> 課題
引用文の「荒縄は長い2本(各1.65m」から「証人 :ええ、そのまま何事もなく。」までを、両端の語句も含めてもう一度書き、その中の「大工さん」を「職人さん」に置き換えよ。

> 引用文

足首と頚部には木綿細引紐が結び付けられており、足首の細引紐から四つに分かれて荒縄が結び付けられていた。

 二審弁護団計測によると全長23.58メートルとされる。
 この荒縄は死体発見現場近くの家に張られていた縄が盗難にあったものを使われたとみられている。紛失した縄の長さは、実況見分によると、
 S宅東側=11.3メートル
 N宅南側=19.87メートル
 合計=31.17メートル
とされ、結びつけられていた長さは計測者によってかなりちぐはぐだ。
 発見された荒縄は長さ1.65m〜3.4mの縄合計9本をそれぞれ5本と4本ずつ結んで2本として使用されたと見られる。しかし、紛失した荒縄の一本の長さは最短でも7mだった。

 真犯人は盗んだ荒縄をいちいち切断し、切断した荒縄をまた結んで2本にするという、不可解な作業を行なった事になる。発見された荒縄は腕力で切断出来る物では無いため、切断するには刃物が必要だった筈だ。
 荒縄は長い2本(各1.65m〜3.4mの荒縄を互いに結んだもの)を二つに折り4本のようにし、その折り元に木綿細引き紐が結びつけられていた。更に細引き紐にはビニール風呂敷の対角線上の切れ端が付いていた。ビニール風呂敷の残りの部分は芋穴で発見された。

木綿細引紐(足側)
ビニール風呂敷

荒縄盗難に関する証言(公判調書より)
証人 EN氏 主婦
証人 :狭山事件の年の4月中頃に、隣が建築中だったので、家の花壇を大工さんが踏みつけたりしないように、縄囲いをした。縄は、大工さんが使う材木を繋いであった荒縄が敷地に捨ててあったので、廃物利用した。
検察官:そういう縄はずっとその後四月の下旬、あるいは四月中頃から四月下旬頃作られて、ずっとその状態が続いておったんですか。
証人 :ええ、そのまま何事もなく。
検察官:なくなったということに気がつかれたのはいつ頃です。
証人 :縄がなくなったっていうのを気がついたのは、ちょうど五月一日がメーデーでございまして、それで覚えてるんですけど、メーデーの明くる日に、一日か二日の朝に、なかったのに気がついたように覚えています。
検察官:どういう機会に気がつかれたんですか。
証人 :家の雨戸を明ける所はちょうど南に面しておりまして、そこを明けるといやおうなしに縄と言いますか、花壇と言いますか、庭全体が見えるわけなんです。で、私毎朝雨戸を明けるとお花をふっと見るのが習慣になっておりまして、その時にまだその黒ずんでない白い縄も目にはいります。そんなことから、あら、ないっていうことに気がついたんです。
検察官:お宅でこの縄がなくなったということを警察の方にお話したのはどういうきっかけからなんですか。

> 一覧

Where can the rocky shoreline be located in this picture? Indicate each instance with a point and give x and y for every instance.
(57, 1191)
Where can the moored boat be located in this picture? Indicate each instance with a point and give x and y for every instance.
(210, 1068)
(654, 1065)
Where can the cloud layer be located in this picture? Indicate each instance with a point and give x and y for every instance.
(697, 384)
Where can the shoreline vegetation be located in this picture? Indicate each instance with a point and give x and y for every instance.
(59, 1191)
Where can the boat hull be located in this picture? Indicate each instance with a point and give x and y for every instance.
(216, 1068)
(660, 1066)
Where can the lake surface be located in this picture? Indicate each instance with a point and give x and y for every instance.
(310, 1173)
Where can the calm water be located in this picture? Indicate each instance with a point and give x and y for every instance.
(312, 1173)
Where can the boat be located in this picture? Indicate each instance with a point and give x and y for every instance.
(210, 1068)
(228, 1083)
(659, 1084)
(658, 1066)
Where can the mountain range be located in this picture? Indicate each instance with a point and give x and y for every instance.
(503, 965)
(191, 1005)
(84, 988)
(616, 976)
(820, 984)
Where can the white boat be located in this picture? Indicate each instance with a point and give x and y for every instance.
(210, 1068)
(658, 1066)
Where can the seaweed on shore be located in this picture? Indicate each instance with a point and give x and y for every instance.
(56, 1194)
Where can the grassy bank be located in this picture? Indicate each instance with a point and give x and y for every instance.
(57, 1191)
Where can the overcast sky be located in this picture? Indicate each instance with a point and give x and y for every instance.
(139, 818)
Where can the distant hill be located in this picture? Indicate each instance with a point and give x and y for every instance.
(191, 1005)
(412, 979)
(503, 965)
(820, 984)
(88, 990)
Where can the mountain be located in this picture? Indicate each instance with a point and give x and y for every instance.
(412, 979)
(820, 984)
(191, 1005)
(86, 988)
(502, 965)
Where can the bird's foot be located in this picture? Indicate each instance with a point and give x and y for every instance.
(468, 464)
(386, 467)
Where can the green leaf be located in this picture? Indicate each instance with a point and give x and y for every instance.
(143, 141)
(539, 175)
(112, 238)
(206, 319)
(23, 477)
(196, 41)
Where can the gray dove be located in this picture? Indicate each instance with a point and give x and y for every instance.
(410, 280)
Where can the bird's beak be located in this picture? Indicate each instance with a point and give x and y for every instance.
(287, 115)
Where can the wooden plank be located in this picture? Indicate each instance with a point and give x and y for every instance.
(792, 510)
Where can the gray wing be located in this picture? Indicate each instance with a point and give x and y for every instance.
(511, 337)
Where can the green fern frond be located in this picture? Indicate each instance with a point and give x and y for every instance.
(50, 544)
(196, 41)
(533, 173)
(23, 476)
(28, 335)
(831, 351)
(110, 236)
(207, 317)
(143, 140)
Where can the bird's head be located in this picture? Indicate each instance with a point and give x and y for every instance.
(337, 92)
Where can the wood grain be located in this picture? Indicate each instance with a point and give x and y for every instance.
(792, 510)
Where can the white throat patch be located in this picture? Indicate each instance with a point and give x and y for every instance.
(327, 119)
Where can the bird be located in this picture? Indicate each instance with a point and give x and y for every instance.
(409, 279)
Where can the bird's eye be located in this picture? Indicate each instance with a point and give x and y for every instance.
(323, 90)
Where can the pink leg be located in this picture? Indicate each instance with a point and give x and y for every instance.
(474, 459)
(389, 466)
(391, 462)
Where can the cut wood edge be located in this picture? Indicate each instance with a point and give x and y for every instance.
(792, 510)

> 解答全文
荒縄は長い2本(各1.65m〜3.4mの荒縄を互いに結んだもの)を二つに折り4本のようにし、その折り元に木綿細引き紐が結びつけられていた。更に細引き紐にはビニール風呂敷の対角線上の切れ端が付いていた。ビニール風呂敷の残りの部分は芋穴で発見された。

木綿細引紐(足側)
ビニール風呂敷

荒縄盗難に関する証言(公判調書より)
証人 EN氏 主婦
証人 :狭山事件の年の4月中頃に、隣が建築中だったので、家の花壇を職人さんが踏みつけたりしないように、縄囲いをした。縄は、職人さんが使う材木を繋いであった荒縄が敷地に捨ててあったので、廃物利用した。
検察官:そういう縄はずっとその後四月の下旬、あるいは四月中頃から四月下旬頃作られて、ずっとその状態が続いておったんですか。
証人 :ええ、そのまま何事もなく。